§ **REQUIRED WORK**
Provide the data again in its entirety, exactly as given.

§ **MATERIAL SUPPLIED**
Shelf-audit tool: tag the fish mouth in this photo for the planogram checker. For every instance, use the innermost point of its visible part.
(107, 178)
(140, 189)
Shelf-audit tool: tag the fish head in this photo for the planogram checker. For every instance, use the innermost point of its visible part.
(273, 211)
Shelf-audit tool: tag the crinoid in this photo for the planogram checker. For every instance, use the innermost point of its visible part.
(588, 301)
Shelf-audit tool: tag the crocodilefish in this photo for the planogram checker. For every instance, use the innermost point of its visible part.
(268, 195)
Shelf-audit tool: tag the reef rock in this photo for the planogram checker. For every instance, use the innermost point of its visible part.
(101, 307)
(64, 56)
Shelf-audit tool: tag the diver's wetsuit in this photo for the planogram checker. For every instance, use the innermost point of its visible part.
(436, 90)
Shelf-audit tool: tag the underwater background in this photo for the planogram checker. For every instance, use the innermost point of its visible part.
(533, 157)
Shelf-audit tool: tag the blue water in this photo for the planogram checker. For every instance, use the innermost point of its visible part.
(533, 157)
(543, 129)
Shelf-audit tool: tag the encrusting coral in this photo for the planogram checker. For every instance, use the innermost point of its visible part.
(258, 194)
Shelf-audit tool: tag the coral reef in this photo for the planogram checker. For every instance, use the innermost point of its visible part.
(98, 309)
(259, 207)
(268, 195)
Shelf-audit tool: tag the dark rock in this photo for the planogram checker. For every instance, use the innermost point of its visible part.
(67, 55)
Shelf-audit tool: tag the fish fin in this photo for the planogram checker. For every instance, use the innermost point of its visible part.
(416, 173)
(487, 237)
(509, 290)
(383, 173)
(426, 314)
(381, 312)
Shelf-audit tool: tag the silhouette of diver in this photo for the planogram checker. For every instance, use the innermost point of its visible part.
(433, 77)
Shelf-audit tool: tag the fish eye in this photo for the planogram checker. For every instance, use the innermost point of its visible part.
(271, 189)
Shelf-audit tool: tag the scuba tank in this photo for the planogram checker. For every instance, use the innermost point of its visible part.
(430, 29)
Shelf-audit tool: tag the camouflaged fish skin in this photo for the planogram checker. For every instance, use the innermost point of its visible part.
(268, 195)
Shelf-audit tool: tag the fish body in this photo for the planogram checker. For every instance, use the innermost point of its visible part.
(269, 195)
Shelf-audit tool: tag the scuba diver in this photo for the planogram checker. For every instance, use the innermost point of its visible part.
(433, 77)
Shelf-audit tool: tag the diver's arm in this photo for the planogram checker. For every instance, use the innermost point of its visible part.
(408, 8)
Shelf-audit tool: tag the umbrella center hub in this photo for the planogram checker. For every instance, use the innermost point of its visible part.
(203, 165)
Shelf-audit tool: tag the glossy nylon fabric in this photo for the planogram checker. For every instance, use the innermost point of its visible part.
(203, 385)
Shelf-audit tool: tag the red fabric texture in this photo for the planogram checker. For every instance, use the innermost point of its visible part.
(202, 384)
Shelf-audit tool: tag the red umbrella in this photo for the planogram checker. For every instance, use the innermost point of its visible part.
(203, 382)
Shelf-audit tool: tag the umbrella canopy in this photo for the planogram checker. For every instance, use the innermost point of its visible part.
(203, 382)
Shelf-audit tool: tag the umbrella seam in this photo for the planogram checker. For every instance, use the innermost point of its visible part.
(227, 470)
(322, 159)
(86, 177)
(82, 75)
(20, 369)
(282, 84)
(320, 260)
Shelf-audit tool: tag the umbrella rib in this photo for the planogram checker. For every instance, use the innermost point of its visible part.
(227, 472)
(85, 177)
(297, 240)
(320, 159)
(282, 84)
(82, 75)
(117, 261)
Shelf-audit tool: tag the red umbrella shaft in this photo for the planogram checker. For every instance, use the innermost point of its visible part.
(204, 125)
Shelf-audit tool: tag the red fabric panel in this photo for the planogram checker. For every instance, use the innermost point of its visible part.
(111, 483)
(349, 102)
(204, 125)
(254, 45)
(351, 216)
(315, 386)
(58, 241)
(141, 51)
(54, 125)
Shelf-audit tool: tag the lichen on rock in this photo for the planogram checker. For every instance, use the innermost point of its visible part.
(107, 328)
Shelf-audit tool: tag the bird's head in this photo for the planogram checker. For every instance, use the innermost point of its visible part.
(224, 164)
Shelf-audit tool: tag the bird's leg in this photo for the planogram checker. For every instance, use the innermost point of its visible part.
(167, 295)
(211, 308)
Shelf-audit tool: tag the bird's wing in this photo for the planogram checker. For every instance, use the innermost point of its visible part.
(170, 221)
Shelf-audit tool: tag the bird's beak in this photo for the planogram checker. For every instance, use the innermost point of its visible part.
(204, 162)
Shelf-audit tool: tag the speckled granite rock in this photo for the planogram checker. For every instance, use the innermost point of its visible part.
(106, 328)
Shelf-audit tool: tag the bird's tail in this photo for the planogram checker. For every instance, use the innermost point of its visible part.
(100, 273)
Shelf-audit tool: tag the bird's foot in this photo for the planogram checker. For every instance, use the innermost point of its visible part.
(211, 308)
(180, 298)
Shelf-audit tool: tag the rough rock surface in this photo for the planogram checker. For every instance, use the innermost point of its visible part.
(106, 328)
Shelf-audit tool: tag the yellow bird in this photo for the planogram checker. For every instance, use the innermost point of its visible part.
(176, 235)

§ **CORRECT RESPONSE**
Shelf-audit tool: tag the fish mouth in this photo for the planogram checker. For every instance, use the innermost point of its visible part.
(107, 178)
(140, 189)
Shelf-audit tool: tag the fish head in this photo for the planogram checker. For every instance, use the innermost point of its visible part.
(273, 211)
Shelf-audit tool: tag the crinoid in this photo for the planogram checker. For every instance, use the innermost point of its visible part.
(588, 301)
Shelf-audit tool: tag the crocodilefish in this photo for the planogram checker. For every instance, use the innermost point of its visible part.
(268, 195)
Shelf-audit tool: tag the reef rock in this photo for the planogram checker. For every instance, use the innermost point of its visible part.
(101, 307)
(64, 56)
Shelf-audit tool: tag the diver's wetsuit in this photo for the planogram checker. For every instance, use the innermost point of its visible part.
(436, 90)
Shelf-audit tool: tag the underwater background in this photo for the planogram checker. For every instance, use the innermost point of its visible part.
(533, 157)
Shelf-audit tool: tag the blue water in this photo for the planogram checker. For every instance, use the innermost point of its visible part.
(533, 157)
(543, 129)
Shelf-audit tool: tag the encrusting coral in this photo for the planogram checker. For every instance, use the innermost point of its visible part.
(258, 194)
Shelf-audit tool: tag the coral reef in this photo for the planogram checker. For every instance, use the innermost point of its visible part.
(98, 309)
(259, 207)
(268, 195)
Shelf-audit tool: tag the dark rock in this photo for the planogram checker. For every instance, use the innermost point of its visible part.
(67, 55)
Shelf-audit tool: tag the fish fin in this photo for the planogram checker. For every instance, use the innermost point of its visible part.
(416, 173)
(487, 237)
(509, 290)
(383, 173)
(426, 314)
(381, 312)
Shelf-audit tool: tag the silhouette of diver in this photo for the planogram checker. For every instance, use the innermost point of its visible part.
(433, 77)
Shelf-audit tool: tag the fish eye in this photo for the planogram checker. For every instance, use the innermost point of its visible part.
(271, 189)
Shelf-audit tool: tag the scuba tank in this photo for the planogram checker. For every instance, use the innermost point of its visible part.
(430, 29)
Shelf-audit tool: tag the camouflaged fish skin in this photo for the planogram checker. For every instance, use the innermost point of its visible part.
(268, 195)
Shelf-audit tool: tag the fish body in this photo for the planogram checker. For every instance, use the innermost point of its visible part.
(269, 195)
Shelf-audit tool: tag the scuba diver in this photo for the planogram checker. For every instance, use the innermost point of its visible part.
(433, 77)
Shelf-audit tool: tag the diver's arm in this photo for the planogram checker. For every instance, use the innermost point of its visible part.
(408, 8)
Shelf-audit tool: tag the umbrella center hub in this photo for the planogram checker. For every instance, use the innermost point of its visible part.
(203, 165)
Shelf-audit tool: tag the glossy nylon fabric in this photo for the planogram checker. For every instance, use the innermost point of its visible part.
(203, 385)
Shelf-audit tool: tag the red fabric texture in this photo for the planogram checker. For every instance, use the innermost point of its visible part.
(202, 384)
Shelf-audit tool: tag the red umbrella in this photo for the planogram checker. For every instance, use the innermost point of its visible part.
(203, 382)
Shelf-audit tool: tag the umbrella canopy in this photo for the planogram checker. For every instance, use the innermost point of its visible part.
(203, 382)
Shelf-audit tool: tag the umbrella seam in this photo for the planogram checker. For every instance, use the innermost point of its visible part.
(227, 470)
(322, 159)
(86, 177)
(82, 75)
(20, 369)
(282, 84)
(320, 260)
Shelf-audit tool: tag the umbrella rib in this photo for the planogram checker. For every instance, use the innermost point of its visible part.
(227, 472)
(85, 177)
(297, 240)
(320, 159)
(282, 84)
(82, 75)
(117, 261)
Shelf-audit tool: tag the red umbrella shaft in this photo for the planogram checker. For every instance, use the innermost point of its visible part.
(204, 125)
Shelf-audit tool: tag the red fabric panel in this photo for the planogram checker. For every instance, use the innermost point of its visible part.
(111, 483)
(349, 102)
(204, 125)
(254, 45)
(351, 216)
(315, 386)
(58, 241)
(141, 51)
(54, 125)
Shelf-audit tool: tag the lichen on rock in this photo for the planogram checker. For every instance, use the innermost point of its visible part.
(107, 328)
Shelf-audit tool: tag the bird's head in this photo for the planogram checker. For every instance, use the innermost point of its visible part.
(224, 164)
Shelf-audit tool: tag the bird's leg in this photo for the planogram checker. For every instance, use the innermost point of its visible part.
(167, 295)
(211, 308)
Shelf-audit tool: tag the bird's wing in this photo for the planogram checker. For every instance, use the innermost point of its visible part.
(170, 221)
Shelf-audit tool: tag the bird's beak in this photo for the planogram checker. For every instance, use the innermost point of its visible part.
(204, 162)
Shelf-audit tool: tag the speckled granite rock in this photo for the planogram checker. For every instance, use the innermost point of its visible part.
(106, 328)
Shelf-audit tool: tag the bird's tail in this photo for the planogram checker. For every instance, use the innermost point of its visible part.
(100, 273)
Shelf-audit tool: tag the bird's foot in this photo for the planogram checker. For every instance, use the innermost point of its visible part.
(211, 308)
(180, 298)
Shelf-audit tool: tag the rough rock surface in this photo for the planogram checker. For every instance, use the innermost point of its visible part.
(106, 328)
Shelf-audit tool: tag the yellow bird in this photo for the planogram checker. For every instance, use the innermost point of its visible part.
(176, 235)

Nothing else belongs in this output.